■ Given task
Render each line of the data below as a Markdown table with the columns Row and Line, numbering the rows and skipping blank lines. Leave the pictures out of the table.

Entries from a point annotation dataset
________________________________________
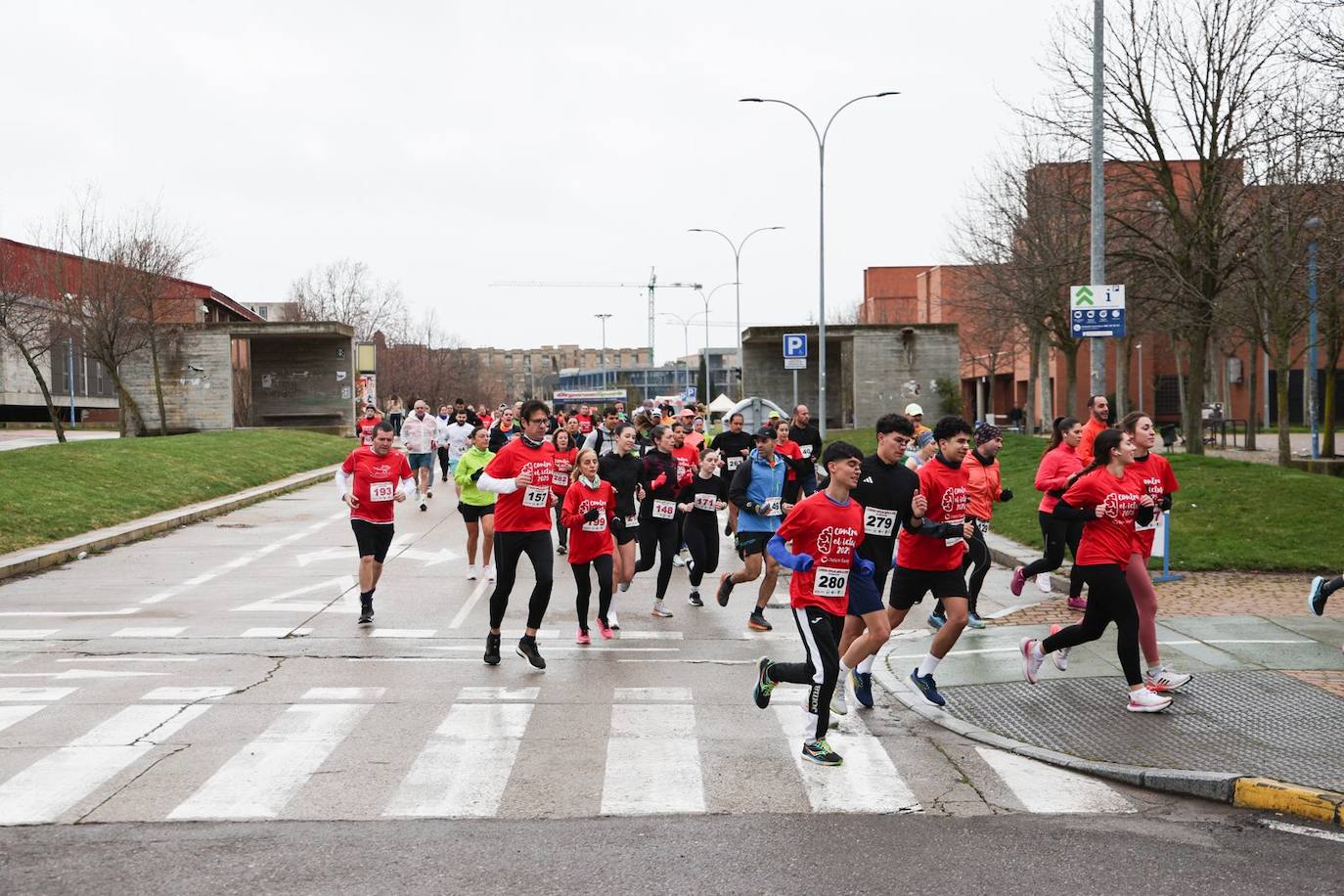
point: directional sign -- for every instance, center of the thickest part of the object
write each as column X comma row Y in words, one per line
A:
column 1097, row 310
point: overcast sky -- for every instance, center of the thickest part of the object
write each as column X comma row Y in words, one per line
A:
column 455, row 144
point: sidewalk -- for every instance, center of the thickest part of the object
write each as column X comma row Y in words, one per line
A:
column 1266, row 700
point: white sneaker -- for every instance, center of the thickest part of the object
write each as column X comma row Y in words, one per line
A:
column 1145, row 700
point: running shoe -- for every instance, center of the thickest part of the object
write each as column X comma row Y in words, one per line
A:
column 527, row 649
column 820, row 752
column 927, row 687
column 761, row 694
column 1165, row 680
column 725, row 589
column 1030, row 659
column 1316, row 598
column 1145, row 700
column 862, row 684
column 1059, row 657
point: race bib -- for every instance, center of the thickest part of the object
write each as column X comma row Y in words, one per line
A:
column 829, row 582
column 877, row 521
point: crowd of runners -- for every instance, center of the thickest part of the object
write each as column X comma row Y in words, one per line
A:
column 629, row 493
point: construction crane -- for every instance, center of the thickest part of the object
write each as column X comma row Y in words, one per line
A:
column 652, row 287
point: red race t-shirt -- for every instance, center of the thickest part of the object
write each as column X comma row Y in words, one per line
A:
column 945, row 486
column 1156, row 477
column 525, row 510
column 830, row 533
column 1110, row 538
column 376, row 482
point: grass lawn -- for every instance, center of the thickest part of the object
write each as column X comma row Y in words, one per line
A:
column 1229, row 515
column 57, row 490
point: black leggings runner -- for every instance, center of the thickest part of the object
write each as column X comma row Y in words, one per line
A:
column 1058, row 535
column 1109, row 600
column 603, row 564
column 700, row 533
column 656, row 535
column 510, row 548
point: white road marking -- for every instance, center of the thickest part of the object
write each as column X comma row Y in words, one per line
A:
column 1046, row 788
column 867, row 782
column 57, row 782
column 261, row 778
column 652, row 762
column 466, row 766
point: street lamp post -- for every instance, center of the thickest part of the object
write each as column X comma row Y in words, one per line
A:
column 737, row 281
column 822, row 238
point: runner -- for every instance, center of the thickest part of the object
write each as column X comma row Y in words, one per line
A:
column 589, row 506
column 929, row 557
column 370, row 479
column 660, row 524
column 621, row 468
column 826, row 531
column 984, row 488
column 420, row 432
column 476, row 506
column 1109, row 500
column 521, row 475
column 886, row 492
column 757, row 490
column 1156, row 478
column 1059, row 469
column 700, row 501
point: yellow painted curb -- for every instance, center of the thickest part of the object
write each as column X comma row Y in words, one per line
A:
column 1304, row 802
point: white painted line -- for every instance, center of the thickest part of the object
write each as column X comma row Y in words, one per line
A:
column 261, row 778
column 34, row 694
column 470, row 604
column 466, row 766
column 652, row 762
column 867, row 782
column 653, row 694
column 1303, row 829
column 499, row 694
column 187, row 694
column 343, row 694
column 1046, row 788
column 57, row 782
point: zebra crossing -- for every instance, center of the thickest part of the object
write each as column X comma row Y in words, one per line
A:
column 640, row 751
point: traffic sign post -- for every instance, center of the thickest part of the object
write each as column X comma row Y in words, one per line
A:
column 1097, row 310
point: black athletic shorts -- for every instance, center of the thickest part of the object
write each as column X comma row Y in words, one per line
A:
column 473, row 512
column 910, row 586
column 373, row 539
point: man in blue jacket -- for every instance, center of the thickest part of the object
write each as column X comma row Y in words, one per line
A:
column 757, row 490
________________________________________
■ Result for this exercise
| Row | Line |
|---|---|
| 1 | point: directional sign -- for every instance, center of the thickest part of the object |
| 2 | write each as column X comma row Y in words, one per line |
| 3 | A: |
| 4 | column 1097, row 310 |
| 5 | point: overcast sky -- for every instance, center of the thickest part of the object |
| 6 | write each as column X comma row Y in words, one per line |
| 7 | A: |
| 8 | column 455, row 144 |
| 9 | point: sidewalk -- for every instance, center of the thickest part of the object |
| 10 | write each as column X comma row Y in words, one per line |
| 11 | A: |
| 12 | column 1266, row 700 |
| 13 | point: white sneaker -- for every instance, center of the thickest part of the object |
| 14 | write each as column X comma row Y in words, one per line |
| 15 | A: |
| 16 | column 1145, row 700 |
| 17 | point: running shoe -- for every instance, center of the thickest part of the object |
| 18 | write each as column X comma row Y in words, one per line |
| 19 | A: |
| 20 | column 527, row 649 |
| 21 | column 820, row 752 |
| 22 | column 927, row 687 |
| 23 | column 761, row 694 |
| 24 | column 1165, row 680 |
| 25 | column 725, row 589 |
| 26 | column 1030, row 659 |
| 27 | column 1316, row 598 |
| 28 | column 1145, row 700 |
| 29 | column 862, row 684 |
| 30 | column 1059, row 657 |
| 31 | point: race bib -- for every instance, center of the thickest part of the object |
| 32 | write each as column X comma row Y in words, one per line |
| 33 | A: |
| 34 | column 829, row 582 |
| 35 | column 877, row 521 |
| 36 | point: crowd of runners -- for every instance, center of the thickest part of the object |
| 37 | write each as column X comma row Y in words, one per line |
| 38 | A: |
| 39 | column 629, row 493 |
| 40 | point: construction crane -- for every instance, center of the thickest part of the object |
| 41 | write each as column X comma row Y in words, one per line |
| 42 | A: |
| 43 | column 652, row 287 |
| 44 | point: red race t-shirt -- for every instance, center of the thickest part of the object |
| 45 | write each as column X comma row Y in words, one per line |
| 46 | A: |
| 47 | column 945, row 486 |
| 48 | column 1156, row 477 |
| 49 | column 525, row 510 |
| 50 | column 830, row 533 |
| 51 | column 1110, row 538 |
| 52 | column 376, row 482 |
| 53 | point: grass lawn -- for every instance, center of the thickest part of the object |
| 54 | write each as column X comma row Y in words, one per line |
| 55 | A: |
| 56 | column 1229, row 515 |
| 57 | column 57, row 490 |
| 58 | point: black leggings runner -- for every instance, center of the thickest part of the object |
| 59 | write each as column X comma row Y in words, one per line |
| 60 | A: |
| 61 | column 1058, row 535 |
| 62 | column 1109, row 600 |
| 63 | column 603, row 564 |
| 64 | column 700, row 533 |
| 65 | column 656, row 535 |
| 66 | column 510, row 548 |
| 67 | point: white road marking -- for every instance, center of the thickest part of the object |
| 68 | write each as column X comma row Y in words, one per line |
| 69 | A: |
| 70 | column 1046, row 788 |
| 71 | column 867, row 782 |
| 72 | column 57, row 782 |
| 73 | column 261, row 778 |
| 74 | column 652, row 762 |
| 75 | column 466, row 766 |
| 76 | point: street lamp post -- for every instance, center of the thickest part of the object |
| 77 | write each as column X comma row Y in words, one per line |
| 78 | A: |
| 79 | column 737, row 281 |
| 80 | column 822, row 238 |
| 81 | point: runner -- for every instance, center of the thickest part of the object |
| 82 | write each as column X comma row Y in words, one per line |
| 83 | A: |
| 84 | column 589, row 506 |
| 85 | column 929, row 557 |
| 86 | column 370, row 479 |
| 87 | column 660, row 524 |
| 88 | column 621, row 468 |
| 89 | column 826, row 531 |
| 90 | column 984, row 488 |
| 91 | column 420, row 432 |
| 92 | column 476, row 506 |
| 93 | column 1109, row 500 |
| 94 | column 521, row 475 |
| 95 | column 886, row 492 |
| 96 | column 757, row 490 |
| 97 | column 1156, row 478 |
| 98 | column 1059, row 469 |
| 99 | column 700, row 501 |
| 100 | point: yellow painted curb -- for every instance, center of the thickest part of the object |
| 101 | write each as column X comma row Y in words, one per line |
| 102 | A: |
| 103 | column 1304, row 802 |
| 104 | point: white painted line -- for every instance, center of the thickest part of the object |
| 105 | write each as column X comma row Y in words, one per line |
| 106 | A: |
| 107 | column 261, row 778 |
| 108 | column 34, row 694 |
| 109 | column 470, row 604 |
| 110 | column 466, row 766 |
| 111 | column 652, row 762 |
| 112 | column 867, row 782 |
| 113 | column 653, row 694 |
| 114 | column 1303, row 829 |
| 115 | column 499, row 694 |
| 116 | column 187, row 694 |
| 117 | column 343, row 694 |
| 118 | column 1046, row 788 |
| 119 | column 57, row 782 |
| 120 | point: zebra crossing -- for every instance, center of the thickest part of the object |
| 121 | write each as column X comma row Y in words, one per line |
| 122 | A: |
| 123 | column 640, row 751 |
| 124 | point: traffic sign post -- for every instance, center of the thickest part of the object |
| 125 | write each as column X comma row Y in words, one per line |
| 126 | A: |
| 127 | column 1097, row 310 |
| 128 | point: black athletic shorts -- for every instance, center of the thickest part of the object |
| 129 | write each as column X comma row Y in words, one per line |
| 130 | A: |
| 131 | column 473, row 512 |
| 132 | column 910, row 586 |
| 133 | column 373, row 539 |
| 134 | point: man in blue jacket -- for every instance, center of the thickest part of the object |
| 135 | write each as column X comma row Y in words, one per line |
| 136 | A: |
| 137 | column 757, row 490 |